On Thursday, September 22, 2022 9:20:46 AM MST Agustin Martin wrote:
> First of all, I am curious about the reasons behind this new format,
> the problems it deals with and its advantages. I assume they are valid
> enough, but they imply yet another spellchecking engine/format. We
> currently have goog old ispell, aspell and hunspell. vim has its own
> spellchecker engine using its own format, with dicts that can be
> created from old myspell2 dicts. We did not add vim format dicts (from
> aspell dicts sources) since there seems to be some work to make vim
> use hunspell directly. And now these bdict dicts.

The .bdic format is specified by the upstream Chromium project, and is required 
by 
anything that is based off of Chromium's code, like Qt WebEngine.  I do not 
know why 
they went with a proprietary binary format, but I would assume that if they 
went to so 
much trouble to not use the standard Hunspell format there must have been 
something 
to make it worthwhile, like some performance improvement.  Perhaps I am giving 
Google too much credit for having logical reasons instead of making arbitrary 
decisions.

> From your info and proposed locations seems that these dicts are
> arch:all, ¿is that true?

I have not seen anything to indicate they are not arch:all.  Although it 
probably depends 
on how the binary data is processed.  There is a possibility there might be an 
endianess 
issue.

> Another question is what happens with affix files, which I see are
> used at build time, ¿are they used (from their path) at runtime or is
> all the info (dic+aff) bundled into the bdic file? If explicit affix
> files are still required at runtime, both bdic and aff files should
> probably be in the same dir. Otherwise I am more for a separate
> location. In this case, since bdic dicts seem to be more generic than
> just a qtwebengine issue and they are indeed created from hunspell
> files I would go for a rather generic name (may be something like
> /usr/share/hunspell-bdic or something without the hunspell name?)

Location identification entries
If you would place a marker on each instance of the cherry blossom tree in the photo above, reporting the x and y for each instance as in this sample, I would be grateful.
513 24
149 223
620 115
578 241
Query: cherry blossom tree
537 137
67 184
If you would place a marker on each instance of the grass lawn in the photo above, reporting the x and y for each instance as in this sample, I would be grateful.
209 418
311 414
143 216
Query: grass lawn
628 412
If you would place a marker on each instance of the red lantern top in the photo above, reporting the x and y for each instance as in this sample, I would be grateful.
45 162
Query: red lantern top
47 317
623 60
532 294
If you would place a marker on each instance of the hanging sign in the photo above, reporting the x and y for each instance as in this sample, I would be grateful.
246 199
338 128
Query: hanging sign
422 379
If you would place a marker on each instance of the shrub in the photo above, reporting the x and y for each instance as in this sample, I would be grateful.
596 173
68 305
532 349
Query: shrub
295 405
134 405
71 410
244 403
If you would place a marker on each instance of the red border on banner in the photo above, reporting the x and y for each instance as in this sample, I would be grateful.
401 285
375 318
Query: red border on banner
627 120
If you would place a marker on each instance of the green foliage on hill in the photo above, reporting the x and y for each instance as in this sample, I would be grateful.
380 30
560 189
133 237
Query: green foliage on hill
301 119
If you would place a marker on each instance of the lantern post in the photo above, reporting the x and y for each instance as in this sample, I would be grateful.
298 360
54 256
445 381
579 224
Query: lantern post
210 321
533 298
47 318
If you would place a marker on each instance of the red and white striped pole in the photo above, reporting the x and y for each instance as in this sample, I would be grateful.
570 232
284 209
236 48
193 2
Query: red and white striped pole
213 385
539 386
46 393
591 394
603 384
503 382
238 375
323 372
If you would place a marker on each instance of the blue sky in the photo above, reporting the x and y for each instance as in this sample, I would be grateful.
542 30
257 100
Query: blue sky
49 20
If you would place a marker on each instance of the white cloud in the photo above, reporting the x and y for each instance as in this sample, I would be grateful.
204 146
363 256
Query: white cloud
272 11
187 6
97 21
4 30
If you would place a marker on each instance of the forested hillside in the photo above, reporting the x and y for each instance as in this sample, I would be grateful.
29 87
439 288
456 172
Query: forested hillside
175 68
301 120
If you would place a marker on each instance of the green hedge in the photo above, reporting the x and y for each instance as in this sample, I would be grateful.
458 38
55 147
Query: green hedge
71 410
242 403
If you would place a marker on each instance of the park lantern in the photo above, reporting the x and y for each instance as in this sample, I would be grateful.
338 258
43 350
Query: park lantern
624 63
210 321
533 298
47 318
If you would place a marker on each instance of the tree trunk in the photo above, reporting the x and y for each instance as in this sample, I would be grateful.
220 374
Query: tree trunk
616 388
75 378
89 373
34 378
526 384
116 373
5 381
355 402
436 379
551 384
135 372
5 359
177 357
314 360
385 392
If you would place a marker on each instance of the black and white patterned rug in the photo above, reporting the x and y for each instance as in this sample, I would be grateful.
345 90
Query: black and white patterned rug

— Set problem —
Can you summarize the reply about the .bdic dictionary format above in three sentences?

— Solution to the problem —
Responding to questions about the reasons for a new dictionary format, the writer explains that the .bdic format is specified by the upstream Chromium project and is required by anything based on Chromium's code, such as Qt WebEngine. The writer does not know why a proprietary binary format was chosen but assumes there was something to make it worthwhile, perhaps a performance improvement. Asked whether these dictionaries are arch:all, the writer has seen nothing indicating they are not, though an endianness issue is possible depending on how the binary data is processed.